Stored data entries:
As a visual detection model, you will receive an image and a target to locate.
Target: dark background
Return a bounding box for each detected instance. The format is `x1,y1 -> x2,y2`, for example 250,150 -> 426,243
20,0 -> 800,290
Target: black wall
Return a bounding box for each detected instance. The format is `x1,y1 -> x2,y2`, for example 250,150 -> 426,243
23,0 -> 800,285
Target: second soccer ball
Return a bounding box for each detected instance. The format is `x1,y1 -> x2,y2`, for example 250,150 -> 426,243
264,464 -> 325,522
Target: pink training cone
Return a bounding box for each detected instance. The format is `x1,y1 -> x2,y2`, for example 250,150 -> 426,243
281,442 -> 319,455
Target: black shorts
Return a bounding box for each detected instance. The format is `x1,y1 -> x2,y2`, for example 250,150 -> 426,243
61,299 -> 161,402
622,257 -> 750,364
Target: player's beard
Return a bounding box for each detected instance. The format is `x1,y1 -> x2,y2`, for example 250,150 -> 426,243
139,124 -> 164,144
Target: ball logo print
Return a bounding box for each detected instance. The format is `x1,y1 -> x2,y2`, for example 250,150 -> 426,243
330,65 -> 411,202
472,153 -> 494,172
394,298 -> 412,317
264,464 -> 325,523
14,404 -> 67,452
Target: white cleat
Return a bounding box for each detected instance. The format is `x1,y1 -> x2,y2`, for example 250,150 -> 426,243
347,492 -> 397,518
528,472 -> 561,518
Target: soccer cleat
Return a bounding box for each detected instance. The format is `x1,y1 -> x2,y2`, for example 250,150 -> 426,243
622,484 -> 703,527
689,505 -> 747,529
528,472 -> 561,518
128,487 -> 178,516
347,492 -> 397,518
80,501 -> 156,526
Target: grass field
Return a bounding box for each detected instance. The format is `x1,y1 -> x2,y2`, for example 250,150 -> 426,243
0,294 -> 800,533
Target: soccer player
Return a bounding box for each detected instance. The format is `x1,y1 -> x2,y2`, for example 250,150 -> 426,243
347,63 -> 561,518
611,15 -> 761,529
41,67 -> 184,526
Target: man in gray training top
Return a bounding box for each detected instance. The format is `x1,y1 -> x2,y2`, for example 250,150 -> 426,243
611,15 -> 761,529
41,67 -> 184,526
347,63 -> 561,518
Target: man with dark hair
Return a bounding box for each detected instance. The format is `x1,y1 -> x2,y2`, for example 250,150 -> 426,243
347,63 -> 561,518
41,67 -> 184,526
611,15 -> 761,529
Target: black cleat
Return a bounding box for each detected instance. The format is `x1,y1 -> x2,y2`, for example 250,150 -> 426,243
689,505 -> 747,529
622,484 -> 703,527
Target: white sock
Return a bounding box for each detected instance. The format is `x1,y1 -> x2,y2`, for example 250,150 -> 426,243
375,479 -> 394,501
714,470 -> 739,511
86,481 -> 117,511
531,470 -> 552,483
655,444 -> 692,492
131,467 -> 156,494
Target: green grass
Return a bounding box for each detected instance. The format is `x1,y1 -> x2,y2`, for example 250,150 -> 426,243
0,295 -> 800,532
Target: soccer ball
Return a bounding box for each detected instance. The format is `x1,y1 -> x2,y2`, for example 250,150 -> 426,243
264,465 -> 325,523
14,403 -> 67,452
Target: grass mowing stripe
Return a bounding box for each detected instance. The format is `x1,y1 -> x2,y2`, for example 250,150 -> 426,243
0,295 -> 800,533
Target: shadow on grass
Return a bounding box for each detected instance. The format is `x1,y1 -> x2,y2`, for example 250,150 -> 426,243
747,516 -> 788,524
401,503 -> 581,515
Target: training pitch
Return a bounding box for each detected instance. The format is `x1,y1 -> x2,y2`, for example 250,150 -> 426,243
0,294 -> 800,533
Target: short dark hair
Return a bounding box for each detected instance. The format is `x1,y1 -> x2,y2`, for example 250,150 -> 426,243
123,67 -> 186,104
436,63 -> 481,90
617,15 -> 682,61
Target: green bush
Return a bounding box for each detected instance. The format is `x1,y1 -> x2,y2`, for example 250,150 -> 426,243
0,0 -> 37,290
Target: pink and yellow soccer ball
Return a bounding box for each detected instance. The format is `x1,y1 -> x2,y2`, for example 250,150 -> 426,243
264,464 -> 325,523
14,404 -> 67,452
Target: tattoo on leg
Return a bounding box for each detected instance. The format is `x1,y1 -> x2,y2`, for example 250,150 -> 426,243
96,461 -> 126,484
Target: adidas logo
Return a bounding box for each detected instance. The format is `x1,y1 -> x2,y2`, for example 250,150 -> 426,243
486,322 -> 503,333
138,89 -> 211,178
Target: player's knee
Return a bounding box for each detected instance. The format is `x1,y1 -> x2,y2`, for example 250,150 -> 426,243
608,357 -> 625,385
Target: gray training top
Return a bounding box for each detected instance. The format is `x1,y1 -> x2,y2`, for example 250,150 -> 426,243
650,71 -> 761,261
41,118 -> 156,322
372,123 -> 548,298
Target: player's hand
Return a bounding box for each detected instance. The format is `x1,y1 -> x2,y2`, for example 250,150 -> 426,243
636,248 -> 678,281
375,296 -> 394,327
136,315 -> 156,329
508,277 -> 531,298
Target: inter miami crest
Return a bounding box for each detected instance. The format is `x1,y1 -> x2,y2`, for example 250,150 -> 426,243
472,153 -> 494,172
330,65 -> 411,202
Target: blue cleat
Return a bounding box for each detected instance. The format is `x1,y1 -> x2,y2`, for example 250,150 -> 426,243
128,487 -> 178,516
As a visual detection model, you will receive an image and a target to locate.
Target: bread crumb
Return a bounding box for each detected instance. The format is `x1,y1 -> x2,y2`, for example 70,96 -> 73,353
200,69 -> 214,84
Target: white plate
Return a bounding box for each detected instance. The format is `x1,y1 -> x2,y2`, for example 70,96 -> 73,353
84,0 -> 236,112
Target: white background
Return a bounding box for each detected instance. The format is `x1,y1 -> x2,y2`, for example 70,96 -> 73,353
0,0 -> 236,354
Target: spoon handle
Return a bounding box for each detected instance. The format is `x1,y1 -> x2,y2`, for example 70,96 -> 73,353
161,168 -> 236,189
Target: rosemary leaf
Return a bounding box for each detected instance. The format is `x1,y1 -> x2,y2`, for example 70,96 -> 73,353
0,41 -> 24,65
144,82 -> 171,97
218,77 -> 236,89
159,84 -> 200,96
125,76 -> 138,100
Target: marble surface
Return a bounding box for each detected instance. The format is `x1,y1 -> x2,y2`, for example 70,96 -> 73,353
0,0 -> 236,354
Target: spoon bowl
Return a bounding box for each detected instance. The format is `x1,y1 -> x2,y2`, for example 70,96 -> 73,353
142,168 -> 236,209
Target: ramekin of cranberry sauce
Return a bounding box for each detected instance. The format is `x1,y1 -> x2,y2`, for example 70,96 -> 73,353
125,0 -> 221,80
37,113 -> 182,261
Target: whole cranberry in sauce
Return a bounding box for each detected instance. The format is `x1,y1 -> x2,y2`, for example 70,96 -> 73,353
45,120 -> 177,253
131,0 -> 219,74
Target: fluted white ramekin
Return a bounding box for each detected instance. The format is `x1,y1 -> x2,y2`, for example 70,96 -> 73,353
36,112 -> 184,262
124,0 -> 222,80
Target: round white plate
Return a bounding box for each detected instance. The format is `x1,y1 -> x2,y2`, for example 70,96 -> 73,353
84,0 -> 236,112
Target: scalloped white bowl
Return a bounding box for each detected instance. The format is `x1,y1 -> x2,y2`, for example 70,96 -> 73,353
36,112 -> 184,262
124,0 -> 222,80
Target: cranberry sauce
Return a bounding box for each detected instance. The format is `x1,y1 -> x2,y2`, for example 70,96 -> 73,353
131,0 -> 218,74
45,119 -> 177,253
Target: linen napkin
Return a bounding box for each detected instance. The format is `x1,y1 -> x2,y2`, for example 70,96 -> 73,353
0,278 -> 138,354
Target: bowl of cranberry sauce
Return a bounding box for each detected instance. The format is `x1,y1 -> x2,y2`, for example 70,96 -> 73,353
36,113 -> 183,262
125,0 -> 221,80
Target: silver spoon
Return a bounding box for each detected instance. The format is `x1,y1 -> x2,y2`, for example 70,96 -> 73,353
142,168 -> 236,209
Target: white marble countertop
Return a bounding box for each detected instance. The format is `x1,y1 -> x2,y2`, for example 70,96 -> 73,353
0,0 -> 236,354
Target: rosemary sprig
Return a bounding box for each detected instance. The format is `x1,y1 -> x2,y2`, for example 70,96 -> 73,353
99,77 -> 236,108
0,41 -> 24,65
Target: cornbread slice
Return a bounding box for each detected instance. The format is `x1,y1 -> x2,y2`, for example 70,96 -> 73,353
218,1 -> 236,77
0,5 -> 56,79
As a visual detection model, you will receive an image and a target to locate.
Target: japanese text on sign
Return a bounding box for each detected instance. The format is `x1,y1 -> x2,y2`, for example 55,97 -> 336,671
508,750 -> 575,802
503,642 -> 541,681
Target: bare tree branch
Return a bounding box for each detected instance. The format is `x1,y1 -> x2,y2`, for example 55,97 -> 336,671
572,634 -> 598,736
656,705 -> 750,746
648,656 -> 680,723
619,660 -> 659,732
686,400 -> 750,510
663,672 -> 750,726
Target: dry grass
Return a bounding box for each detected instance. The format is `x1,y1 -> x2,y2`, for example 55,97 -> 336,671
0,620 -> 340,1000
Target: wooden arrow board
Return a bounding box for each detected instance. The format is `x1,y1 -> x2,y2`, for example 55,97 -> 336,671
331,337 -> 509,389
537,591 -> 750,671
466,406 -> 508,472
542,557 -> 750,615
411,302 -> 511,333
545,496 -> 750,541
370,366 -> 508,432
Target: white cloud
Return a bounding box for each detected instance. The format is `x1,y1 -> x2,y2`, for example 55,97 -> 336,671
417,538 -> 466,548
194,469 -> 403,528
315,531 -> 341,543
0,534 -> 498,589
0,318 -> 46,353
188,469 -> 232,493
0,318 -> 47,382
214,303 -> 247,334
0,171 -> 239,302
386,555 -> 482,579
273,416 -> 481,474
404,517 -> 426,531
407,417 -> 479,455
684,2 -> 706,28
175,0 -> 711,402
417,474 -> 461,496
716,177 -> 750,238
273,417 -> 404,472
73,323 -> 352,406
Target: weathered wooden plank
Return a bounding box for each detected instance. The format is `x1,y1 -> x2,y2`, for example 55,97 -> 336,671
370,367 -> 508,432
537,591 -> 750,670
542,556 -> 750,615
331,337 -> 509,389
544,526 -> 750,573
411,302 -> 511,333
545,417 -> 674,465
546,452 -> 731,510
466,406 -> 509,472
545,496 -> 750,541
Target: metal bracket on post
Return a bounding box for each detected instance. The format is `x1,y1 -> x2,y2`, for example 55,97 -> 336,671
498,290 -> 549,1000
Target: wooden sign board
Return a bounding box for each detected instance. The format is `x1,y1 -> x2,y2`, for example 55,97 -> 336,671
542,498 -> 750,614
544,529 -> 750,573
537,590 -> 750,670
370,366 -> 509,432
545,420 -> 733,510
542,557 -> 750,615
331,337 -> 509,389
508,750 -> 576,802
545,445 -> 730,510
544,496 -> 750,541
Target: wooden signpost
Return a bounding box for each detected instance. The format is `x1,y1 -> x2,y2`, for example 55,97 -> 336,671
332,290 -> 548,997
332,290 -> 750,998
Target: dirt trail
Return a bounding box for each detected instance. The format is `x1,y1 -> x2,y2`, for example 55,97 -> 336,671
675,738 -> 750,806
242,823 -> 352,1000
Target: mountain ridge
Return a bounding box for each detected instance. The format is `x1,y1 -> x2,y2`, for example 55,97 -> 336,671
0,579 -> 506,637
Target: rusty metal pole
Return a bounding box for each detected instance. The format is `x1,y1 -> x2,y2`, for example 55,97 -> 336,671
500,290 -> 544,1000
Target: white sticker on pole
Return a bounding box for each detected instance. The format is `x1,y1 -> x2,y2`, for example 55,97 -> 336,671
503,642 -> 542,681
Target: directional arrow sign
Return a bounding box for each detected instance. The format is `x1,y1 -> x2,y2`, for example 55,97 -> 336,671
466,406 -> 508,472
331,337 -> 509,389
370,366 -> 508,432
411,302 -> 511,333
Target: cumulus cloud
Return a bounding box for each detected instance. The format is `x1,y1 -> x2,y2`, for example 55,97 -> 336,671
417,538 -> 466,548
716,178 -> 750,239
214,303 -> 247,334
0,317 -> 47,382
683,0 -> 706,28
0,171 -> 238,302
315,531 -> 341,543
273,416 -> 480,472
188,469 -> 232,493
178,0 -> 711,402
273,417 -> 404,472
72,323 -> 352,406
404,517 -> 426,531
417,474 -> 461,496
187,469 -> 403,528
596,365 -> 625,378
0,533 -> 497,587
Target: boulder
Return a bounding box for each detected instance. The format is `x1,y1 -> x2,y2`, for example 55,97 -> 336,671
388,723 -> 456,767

▶ **SET TASK**
From the data above, pick out every line that contains the string "player", and copy each one. Treat uppercase and lowercase as different when matching.

▶ **RESULT**
Target: player's beard
Target: soccer player
Target: player's knee
Target: player's hand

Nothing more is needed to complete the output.